Raw records
=====

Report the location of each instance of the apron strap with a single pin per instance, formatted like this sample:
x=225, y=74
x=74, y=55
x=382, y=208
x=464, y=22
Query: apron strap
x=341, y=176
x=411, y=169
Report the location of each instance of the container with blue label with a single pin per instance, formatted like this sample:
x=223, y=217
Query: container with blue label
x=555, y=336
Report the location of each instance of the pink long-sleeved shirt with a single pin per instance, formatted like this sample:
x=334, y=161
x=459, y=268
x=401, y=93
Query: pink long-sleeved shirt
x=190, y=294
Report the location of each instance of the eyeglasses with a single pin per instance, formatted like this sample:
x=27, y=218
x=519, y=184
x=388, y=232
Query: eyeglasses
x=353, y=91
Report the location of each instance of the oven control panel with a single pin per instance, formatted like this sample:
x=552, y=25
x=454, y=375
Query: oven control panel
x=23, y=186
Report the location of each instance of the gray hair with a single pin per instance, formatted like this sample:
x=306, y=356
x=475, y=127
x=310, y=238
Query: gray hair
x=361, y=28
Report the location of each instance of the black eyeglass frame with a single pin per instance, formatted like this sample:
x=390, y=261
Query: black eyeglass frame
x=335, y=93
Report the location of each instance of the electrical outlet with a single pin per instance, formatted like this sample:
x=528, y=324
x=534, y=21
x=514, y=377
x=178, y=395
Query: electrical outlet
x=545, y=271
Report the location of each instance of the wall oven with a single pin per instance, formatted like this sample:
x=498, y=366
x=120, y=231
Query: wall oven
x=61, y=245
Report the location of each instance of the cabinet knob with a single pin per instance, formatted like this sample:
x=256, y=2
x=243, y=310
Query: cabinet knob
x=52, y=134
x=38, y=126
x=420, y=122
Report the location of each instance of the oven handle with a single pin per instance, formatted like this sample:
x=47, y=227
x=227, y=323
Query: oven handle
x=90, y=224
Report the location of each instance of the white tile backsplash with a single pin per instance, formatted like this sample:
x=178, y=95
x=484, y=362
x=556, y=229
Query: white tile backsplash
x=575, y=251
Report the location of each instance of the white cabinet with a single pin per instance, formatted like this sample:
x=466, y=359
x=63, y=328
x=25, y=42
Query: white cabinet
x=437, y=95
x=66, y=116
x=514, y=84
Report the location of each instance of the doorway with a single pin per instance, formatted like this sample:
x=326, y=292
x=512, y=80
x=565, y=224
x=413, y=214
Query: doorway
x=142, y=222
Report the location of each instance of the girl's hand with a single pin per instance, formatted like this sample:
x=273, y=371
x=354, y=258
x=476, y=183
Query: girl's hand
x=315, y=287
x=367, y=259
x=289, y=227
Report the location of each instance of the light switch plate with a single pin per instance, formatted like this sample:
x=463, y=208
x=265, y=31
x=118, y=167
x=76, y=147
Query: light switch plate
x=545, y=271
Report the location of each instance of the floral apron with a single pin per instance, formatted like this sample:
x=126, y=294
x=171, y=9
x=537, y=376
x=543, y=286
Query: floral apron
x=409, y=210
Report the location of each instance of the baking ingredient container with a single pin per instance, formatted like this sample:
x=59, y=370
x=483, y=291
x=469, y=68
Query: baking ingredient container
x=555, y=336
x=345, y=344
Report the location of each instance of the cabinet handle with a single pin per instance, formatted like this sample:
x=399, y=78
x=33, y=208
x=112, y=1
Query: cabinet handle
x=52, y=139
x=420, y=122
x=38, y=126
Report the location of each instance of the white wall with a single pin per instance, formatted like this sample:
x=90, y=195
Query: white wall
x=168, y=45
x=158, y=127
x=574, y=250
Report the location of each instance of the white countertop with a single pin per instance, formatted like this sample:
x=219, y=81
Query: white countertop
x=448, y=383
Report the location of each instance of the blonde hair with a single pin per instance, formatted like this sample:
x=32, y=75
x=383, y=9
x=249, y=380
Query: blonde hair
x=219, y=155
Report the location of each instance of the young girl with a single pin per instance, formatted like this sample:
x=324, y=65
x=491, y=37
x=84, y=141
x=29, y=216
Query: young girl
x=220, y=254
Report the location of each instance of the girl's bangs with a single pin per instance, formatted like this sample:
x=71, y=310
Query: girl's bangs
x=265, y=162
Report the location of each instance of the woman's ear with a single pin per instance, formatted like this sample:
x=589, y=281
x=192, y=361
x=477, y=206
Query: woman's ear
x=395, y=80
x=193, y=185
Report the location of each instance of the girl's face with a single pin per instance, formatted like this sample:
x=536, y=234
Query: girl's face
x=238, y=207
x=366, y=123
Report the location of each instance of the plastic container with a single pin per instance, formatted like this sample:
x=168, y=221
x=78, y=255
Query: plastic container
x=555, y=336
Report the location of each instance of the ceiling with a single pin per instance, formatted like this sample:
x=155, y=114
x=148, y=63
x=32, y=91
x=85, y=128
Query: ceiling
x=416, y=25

=====

Task instructions
Return the entries above exactly, each one complete.

Result for this exercise
Report the location of each instance of the apron strap with a single pin per instance, formatted like this sample:
x=225, y=74
x=74, y=55
x=382, y=208
x=464, y=22
Query: apron strap
x=341, y=176
x=411, y=169
Report the location of each instance of the container with blue label with a single pin per instance, formatted like this sample:
x=223, y=217
Query: container with blue label
x=555, y=336
Report the location of each instance of the pink long-sleeved shirt with a single pin per instance, formatted like this sample:
x=334, y=161
x=459, y=268
x=401, y=93
Query: pink long-sleeved shirt
x=190, y=294
Report the location of each instance of the eyeglasses with a single pin per instance, formatted like this sample:
x=27, y=218
x=519, y=184
x=388, y=232
Query: eyeglasses
x=353, y=91
Report the location of each instance of the oven control panel with a single pin per instance, formatted like this sample:
x=552, y=25
x=454, y=375
Query: oven control panel
x=23, y=186
Report the location of each instance of the gray hair with a single pin per instance, formatted like this sample:
x=306, y=356
x=475, y=127
x=310, y=238
Query: gray hair
x=361, y=28
Report the location of each instance of the black eyeglass frame with a single pin per instance, formatted like this sample:
x=390, y=261
Query: black eyeglass frame
x=335, y=93
Report the location of each instance of the electrical outlet with a single pin per instance, formatted like this sample:
x=528, y=324
x=534, y=21
x=514, y=377
x=178, y=395
Query: electrical outlet
x=545, y=271
Report the location of each instance of the wall oven with a single pin per instance, formatted like this sample:
x=498, y=366
x=120, y=231
Query: wall oven
x=61, y=245
Report the location of each instance of the cabinet knob with a single pin per instance, formatted like this sample:
x=256, y=2
x=243, y=310
Query: cabinet knob
x=52, y=134
x=38, y=126
x=420, y=122
Report the location of each instance of the oven handle with a single pin per instance, formatted like this sample:
x=47, y=227
x=227, y=323
Query: oven handle
x=90, y=224
Report the location of each instance of the white tile backsplash with a single pin per instance, formatted like this sample:
x=178, y=95
x=484, y=362
x=556, y=229
Query: white tile backsplash
x=575, y=251
Report the location of each instance of the white cabinet with a single pin per instance, formatted like this sample:
x=466, y=359
x=63, y=328
x=25, y=42
Query: white cabinet
x=437, y=95
x=66, y=116
x=514, y=84
Report the location of each instance of the doorway with a single pin per instance, formatted like this sample:
x=326, y=292
x=512, y=80
x=565, y=224
x=413, y=214
Query: doorway
x=142, y=222
Report the location of each instance of the girl's hand with a single pin per instance, formatted like this sample:
x=273, y=371
x=354, y=258
x=476, y=183
Query: girl's hand
x=315, y=287
x=367, y=259
x=289, y=227
Report the location of each instance of the light switch plate with a single pin per instance, formatted like this sample:
x=463, y=208
x=265, y=31
x=118, y=167
x=76, y=147
Query: light switch plate
x=545, y=271
Report the location of each instance of the floral apron with a single pin per instance, formatted like this sample:
x=126, y=294
x=171, y=9
x=537, y=376
x=543, y=286
Query: floral apron
x=409, y=210
Report the location of each instance of the baking ingredient container with a single pin per instance, formatted like this sample:
x=59, y=370
x=483, y=291
x=469, y=68
Query: baking ingredient container
x=555, y=336
x=345, y=344
Report the location of each instance of the cabinet handle with a single pin per instance, formatted like this sample:
x=399, y=78
x=33, y=208
x=112, y=1
Query: cabinet handle
x=52, y=139
x=420, y=122
x=38, y=126
Report the location of each instance of the white wall with a single pin per instance, formatted like this sample:
x=90, y=195
Query: white wall
x=168, y=45
x=158, y=127
x=574, y=250
Report the location of each instance of the white countertop with a single pin per instance, formatted like this sample:
x=219, y=81
Query: white countertop
x=448, y=383
Report the location of each instance of the blonde hair with a single pin per instance, formatted like this sample:
x=32, y=75
x=383, y=9
x=249, y=380
Query: blonde hair
x=219, y=155
Report the location of each instance of the young girl with a single pin per instance, formatted like this sample:
x=324, y=65
x=491, y=37
x=84, y=141
x=29, y=216
Query: young girl
x=220, y=254
Report the location of each instance of the girl's bangs with a single pin per instance, formatted like this sample:
x=71, y=310
Query: girl's bangs
x=265, y=162
Report the location of each instance of the woman's ear with a single pin per instance, formatted like this sample:
x=589, y=281
x=192, y=361
x=477, y=206
Query: woman's ear
x=395, y=80
x=193, y=185
Report the location of each instance of the girl's face with a single pin per instance, formatted like this sample:
x=536, y=234
Query: girl's face
x=238, y=207
x=366, y=123
Report the location of each instance of the plastic container with a single pin per instance, formatted like this sample:
x=168, y=221
x=78, y=255
Query: plastic container
x=555, y=336
Report the location of each instance of the ceiling with a single pin per instance, formatted like this sample:
x=155, y=114
x=148, y=63
x=32, y=91
x=85, y=128
Query: ceiling
x=416, y=25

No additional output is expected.